__WORK TO DO__: Please reproduce every one of the following lines word for word.

__DATA EXCERPTS__:
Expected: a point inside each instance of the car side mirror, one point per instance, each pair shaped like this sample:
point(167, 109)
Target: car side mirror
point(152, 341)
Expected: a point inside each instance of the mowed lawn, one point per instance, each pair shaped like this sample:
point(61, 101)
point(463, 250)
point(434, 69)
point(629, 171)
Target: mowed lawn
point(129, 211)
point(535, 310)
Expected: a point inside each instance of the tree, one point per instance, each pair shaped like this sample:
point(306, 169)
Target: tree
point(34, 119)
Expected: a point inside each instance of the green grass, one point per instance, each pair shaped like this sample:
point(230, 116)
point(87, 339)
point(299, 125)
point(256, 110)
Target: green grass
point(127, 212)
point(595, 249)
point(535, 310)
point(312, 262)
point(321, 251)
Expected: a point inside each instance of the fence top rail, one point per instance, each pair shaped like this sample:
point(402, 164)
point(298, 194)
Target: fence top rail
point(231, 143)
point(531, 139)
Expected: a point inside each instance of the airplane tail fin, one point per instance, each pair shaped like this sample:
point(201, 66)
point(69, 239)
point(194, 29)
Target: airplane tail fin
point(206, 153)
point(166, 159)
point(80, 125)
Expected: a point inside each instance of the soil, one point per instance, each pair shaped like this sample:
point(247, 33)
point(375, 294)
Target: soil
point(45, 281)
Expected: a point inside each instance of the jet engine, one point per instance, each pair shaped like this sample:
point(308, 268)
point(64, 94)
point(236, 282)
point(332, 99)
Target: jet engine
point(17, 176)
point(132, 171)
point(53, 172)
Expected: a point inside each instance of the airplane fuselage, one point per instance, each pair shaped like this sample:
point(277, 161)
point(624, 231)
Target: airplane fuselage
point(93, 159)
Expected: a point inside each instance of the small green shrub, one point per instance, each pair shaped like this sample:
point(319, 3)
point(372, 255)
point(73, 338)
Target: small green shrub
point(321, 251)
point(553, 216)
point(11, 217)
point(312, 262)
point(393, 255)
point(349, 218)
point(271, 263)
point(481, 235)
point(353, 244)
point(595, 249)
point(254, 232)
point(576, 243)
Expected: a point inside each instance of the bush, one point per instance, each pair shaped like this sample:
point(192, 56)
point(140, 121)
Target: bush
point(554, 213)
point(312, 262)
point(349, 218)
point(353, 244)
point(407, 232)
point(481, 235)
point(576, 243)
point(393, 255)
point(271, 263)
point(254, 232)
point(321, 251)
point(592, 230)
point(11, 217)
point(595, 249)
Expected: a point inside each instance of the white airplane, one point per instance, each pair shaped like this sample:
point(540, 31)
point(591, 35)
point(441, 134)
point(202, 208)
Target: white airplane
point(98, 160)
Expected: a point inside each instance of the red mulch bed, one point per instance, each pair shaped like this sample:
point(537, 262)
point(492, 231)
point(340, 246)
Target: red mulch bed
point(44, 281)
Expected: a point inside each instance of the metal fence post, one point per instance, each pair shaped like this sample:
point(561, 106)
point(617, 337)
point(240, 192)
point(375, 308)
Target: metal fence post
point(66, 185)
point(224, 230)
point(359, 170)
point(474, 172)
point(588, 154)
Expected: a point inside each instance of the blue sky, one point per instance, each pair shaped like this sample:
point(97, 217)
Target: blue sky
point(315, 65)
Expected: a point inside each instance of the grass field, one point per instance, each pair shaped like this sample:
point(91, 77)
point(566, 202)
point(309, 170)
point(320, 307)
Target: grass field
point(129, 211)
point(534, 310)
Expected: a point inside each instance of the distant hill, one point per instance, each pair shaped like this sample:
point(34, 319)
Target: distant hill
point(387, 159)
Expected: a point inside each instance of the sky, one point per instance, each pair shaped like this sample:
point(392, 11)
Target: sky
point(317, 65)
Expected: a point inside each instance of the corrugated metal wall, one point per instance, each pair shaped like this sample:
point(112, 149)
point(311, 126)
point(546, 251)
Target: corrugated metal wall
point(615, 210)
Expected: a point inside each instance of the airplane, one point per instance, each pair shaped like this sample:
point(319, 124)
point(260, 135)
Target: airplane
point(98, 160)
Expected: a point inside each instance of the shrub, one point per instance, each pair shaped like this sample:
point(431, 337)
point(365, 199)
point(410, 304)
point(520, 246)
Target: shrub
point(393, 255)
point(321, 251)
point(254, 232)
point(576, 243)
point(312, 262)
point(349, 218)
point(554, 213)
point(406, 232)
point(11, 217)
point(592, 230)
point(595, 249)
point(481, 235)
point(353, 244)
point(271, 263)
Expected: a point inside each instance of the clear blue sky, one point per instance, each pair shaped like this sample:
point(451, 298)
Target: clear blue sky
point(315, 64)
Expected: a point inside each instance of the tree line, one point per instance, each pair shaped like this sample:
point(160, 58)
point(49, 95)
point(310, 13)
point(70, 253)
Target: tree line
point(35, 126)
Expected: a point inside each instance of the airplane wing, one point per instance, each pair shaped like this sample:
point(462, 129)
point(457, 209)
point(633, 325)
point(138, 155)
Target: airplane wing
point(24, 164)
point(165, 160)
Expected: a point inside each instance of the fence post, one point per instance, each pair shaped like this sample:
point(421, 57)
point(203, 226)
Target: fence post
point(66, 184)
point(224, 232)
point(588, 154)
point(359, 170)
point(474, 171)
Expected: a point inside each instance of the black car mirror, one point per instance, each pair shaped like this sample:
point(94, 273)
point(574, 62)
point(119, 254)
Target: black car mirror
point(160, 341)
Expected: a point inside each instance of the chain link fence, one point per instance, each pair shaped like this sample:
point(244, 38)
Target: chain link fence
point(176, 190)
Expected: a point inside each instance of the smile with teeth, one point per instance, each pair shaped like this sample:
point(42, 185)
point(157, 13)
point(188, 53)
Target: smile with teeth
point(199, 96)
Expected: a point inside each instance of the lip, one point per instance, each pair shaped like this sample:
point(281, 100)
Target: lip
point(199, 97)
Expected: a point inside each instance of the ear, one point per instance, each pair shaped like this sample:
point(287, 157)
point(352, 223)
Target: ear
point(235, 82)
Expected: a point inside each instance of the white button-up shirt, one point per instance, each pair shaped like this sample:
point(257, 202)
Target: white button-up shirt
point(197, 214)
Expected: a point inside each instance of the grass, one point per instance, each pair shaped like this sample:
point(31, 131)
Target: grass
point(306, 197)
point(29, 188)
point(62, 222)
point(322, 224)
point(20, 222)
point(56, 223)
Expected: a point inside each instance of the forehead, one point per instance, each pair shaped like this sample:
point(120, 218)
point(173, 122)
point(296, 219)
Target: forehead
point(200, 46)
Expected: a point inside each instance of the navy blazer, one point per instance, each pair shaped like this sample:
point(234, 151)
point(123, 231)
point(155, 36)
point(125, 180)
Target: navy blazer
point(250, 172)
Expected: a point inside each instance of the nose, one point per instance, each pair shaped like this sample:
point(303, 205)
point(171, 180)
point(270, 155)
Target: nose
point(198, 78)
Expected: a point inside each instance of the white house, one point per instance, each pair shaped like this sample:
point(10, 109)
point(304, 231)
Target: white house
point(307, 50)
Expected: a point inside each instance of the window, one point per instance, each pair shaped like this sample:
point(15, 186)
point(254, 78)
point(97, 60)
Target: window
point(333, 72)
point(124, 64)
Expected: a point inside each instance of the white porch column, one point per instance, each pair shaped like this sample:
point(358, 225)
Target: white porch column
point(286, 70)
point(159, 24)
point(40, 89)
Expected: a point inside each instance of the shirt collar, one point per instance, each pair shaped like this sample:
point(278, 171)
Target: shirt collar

__THE REPLY__:
Expected: a point inside each instance of the car side mirror, one point per instance, each pair shaped like this sample:
point(167, 109)
Target: car side mirror
point(152, 341)
Expected: a point inside each instance of the mowed lawn, one point per instance, each pair shaped like this sample:
point(61, 101)
point(463, 250)
point(434, 69)
point(629, 171)
Target: mowed lawn
point(129, 211)
point(535, 310)
Expected: a point inside each instance of the tree, one point per instance, each pair shaped like this sample:
point(306, 169)
Target: tree
point(34, 119)
Expected: a point inside each instance of the green grass, one point per instance, each pair shaped like this sample:
point(230, 116)
point(87, 339)
point(299, 125)
point(256, 110)
Target: green grass
point(127, 212)
point(595, 249)
point(535, 310)
point(312, 262)
point(321, 251)
Expected: a point inside each instance of the fence top rail, one point per instance, each pair shaped like this sample:
point(402, 164)
point(298, 194)
Target: fence top rail
point(231, 143)
point(531, 139)
Expected: a point inside each instance of the airplane tail fin, one point per instance, each pair shaped like this sample:
point(201, 66)
point(69, 239)
point(194, 29)
Target: airplane tail fin
point(206, 153)
point(166, 159)
point(80, 125)
Expected: a point inside each instance of the soil, one point per instance, each pair shaped like this sample:
point(247, 33)
point(375, 294)
Target: soil
point(45, 281)
Expected: a point inside each instance of the jet engine, one point per instance, each pair shaped like this sample:
point(308, 268)
point(64, 94)
point(236, 282)
point(332, 99)
Target: jet engine
point(17, 176)
point(132, 171)
point(53, 172)
Expected: a point inside each instance of the airplane fuselage, one point per instance, each pair shaped like this sample:
point(277, 161)
point(624, 231)
Target: airplane fuselage
point(93, 159)
Expected: a point inside each instance of the small green shrub, one point per instance, each pair shaped like this sample:
point(319, 3)
point(372, 255)
point(73, 338)
Target: small green shrub
point(321, 251)
point(553, 216)
point(11, 217)
point(312, 262)
point(393, 255)
point(349, 218)
point(271, 263)
point(481, 235)
point(353, 244)
point(595, 249)
point(254, 232)
point(576, 243)
Expected: a point inside each instance of the bush, one point per instance, each pair shaped like this sample:
point(192, 56)
point(140, 121)
Target: bush
point(554, 213)
point(312, 262)
point(349, 218)
point(353, 244)
point(407, 232)
point(481, 235)
point(576, 243)
point(393, 255)
point(271, 263)
point(254, 232)
point(321, 251)
point(592, 230)
point(11, 217)
point(595, 249)
Expected: a point inside each instance of the white airplane, one point per instance, each pair shaped like this sample:
point(540, 31)
point(591, 35)
point(441, 134)
point(202, 208)
Target: white airplane
point(98, 160)
Expected: a point inside each instance of the red mulch bed, one point per instance, each pair shaped like this sample:
point(537, 262)
point(492, 231)
point(340, 246)
Target: red mulch bed
point(44, 281)
Expected: a point inside each instance of the metal fence post, one point per instance, each pair shaped like this sample:
point(561, 106)
point(617, 337)
point(240, 192)
point(375, 308)
Target: metal fence post
point(66, 185)
point(224, 230)
point(359, 170)
point(474, 172)
point(588, 154)
Expected: a point inside each instance of the blue sky, one point per instance, each pair shaped like this sample:
point(97, 217)
Target: blue sky
point(315, 65)
Expected: a point inside each instance of the grass field, one point per instance, each pair shaped like this sample:
point(91, 77)
point(566, 202)
point(309, 170)
point(320, 307)
Target: grass field
point(129, 211)
point(534, 310)
Expected: a point inside each instance of the distant hill, one point per instance, each pair shaped like this sample:
point(34, 319)
Target: distant hill
point(387, 159)
Expected: a point inside each instance of the sky, one point per instance, each pair shaped like this sample:
point(392, 11)
Target: sky
point(317, 65)
Expected: a point inside each instance of the corrugated metal wall, one point per instance, each pair shaped like this sample:
point(112, 149)
point(311, 126)
point(546, 251)
Target: corrugated metal wall
point(615, 210)
Expected: a point inside each instance of the airplane, one point per instance, each pair shaped like this sample:
point(319, 124)
point(260, 135)
Target: airplane
point(98, 160)
Expected: a point inside each instance of the shrub, one point per instance, each pair shaped like this sample:
point(431, 337)
point(365, 199)
point(410, 304)
point(520, 246)
Target: shrub
point(393, 255)
point(321, 251)
point(254, 232)
point(576, 243)
point(312, 262)
point(349, 218)
point(554, 213)
point(406, 232)
point(11, 217)
point(592, 230)
point(595, 249)
point(481, 235)
point(353, 244)
point(271, 263)
Expected: a point inside each instance of the clear blue sky, one point per instance, each pair shaped like this sample:
point(451, 298)
Target: clear blue sky
point(315, 64)
Expected: a point inside each instance of the tree line, one point per instance, each pair shaped like this sample:
point(160, 58)
point(49, 95)
point(310, 13)
point(70, 253)
Target: tree line
point(35, 126)
Expected: a point inside each instance of the airplane wing, one point per instance, each pair shaped like this sample:
point(462, 129)
point(457, 209)
point(633, 325)
point(138, 155)
Target: airplane wing
point(24, 164)
point(165, 160)
Expected: a point inside each instance of the fence post, one point per instance, each pair shaped like this sample:
point(421, 57)
point(203, 226)
Target: fence post
point(66, 184)
point(224, 232)
point(588, 154)
point(359, 170)
point(474, 171)
Expected: a point inside each instance of the black car mirror, one point per instance, each pair shaped like this sample:
point(94, 273)
point(574, 62)
point(119, 254)
Target: black car mirror
point(160, 341)
Expected: a point inside each instance of the chain link fence, one point per instance, each pair shaped like this sample:
point(244, 38)
Target: chain link fence
point(176, 190)
Expected: a point inside each instance of the smile with teeth, one point per instance, each pair shaped like this sample:
point(42, 185)
point(157, 13)
point(188, 53)
Target: smile with teeth
point(199, 96)
Expected: a point inside each instance of the lip, one point per instance, each pair shaped like this sample:
point(281, 100)
Target: lip
point(199, 97)
Expected: a point inside each instance of the ear, one point per instance, each pair shaped like this sample:
point(287, 157)
point(352, 223)
Target: ear
point(235, 82)
Expected: a point inside each instance of the white button-up shirt, one point per instance, each pair shaped like this sample:
point(257, 202)
Target: white button-up shirt
point(197, 214)
Expected: a point inside each instance of the grass, one point per instance, each pair shaped like this sample:
point(31, 131)
Target: grass
point(306, 197)
point(29, 188)
point(62, 222)
point(322, 224)
point(20, 222)
point(56, 223)
Expected: a point inside each instance of the forehead, one point per instance, each pair shaped like this sample:
point(120, 218)
point(173, 122)
point(296, 219)
Target: forehead
point(200, 46)
Expected: a point inside each instance of the navy blazer, one point per instance, each pair shaped like this sample:
point(234, 151)
point(123, 231)
point(155, 36)
point(125, 180)
Target: navy blazer
point(250, 172)
Expected: a point inside each instance of the nose, one point per instance, each pair shaped like this sample:
point(303, 205)
point(171, 180)
point(270, 155)
Target: nose
point(198, 78)
Expected: a point inside each instance of the white house, one point per instance, each pair shaped like this sample:
point(10, 109)
point(304, 231)
Target: white house
point(307, 50)
Expected: a point inside each instance of the window, one point per instance, each pair shaped like this sample:
point(15, 186)
point(254, 78)
point(97, 60)
Target: window
point(333, 72)
point(124, 64)
Expected: a point inside each instance of the white porch column, one point per instance, each pair shaped like this sample:
point(358, 225)
Target: white porch column
point(286, 70)
point(159, 24)
point(40, 89)
Expected: a point inside each instance of the shirt collar, one point per instance, each pair shaped like this sample:
point(278, 171)
Target: shirt collar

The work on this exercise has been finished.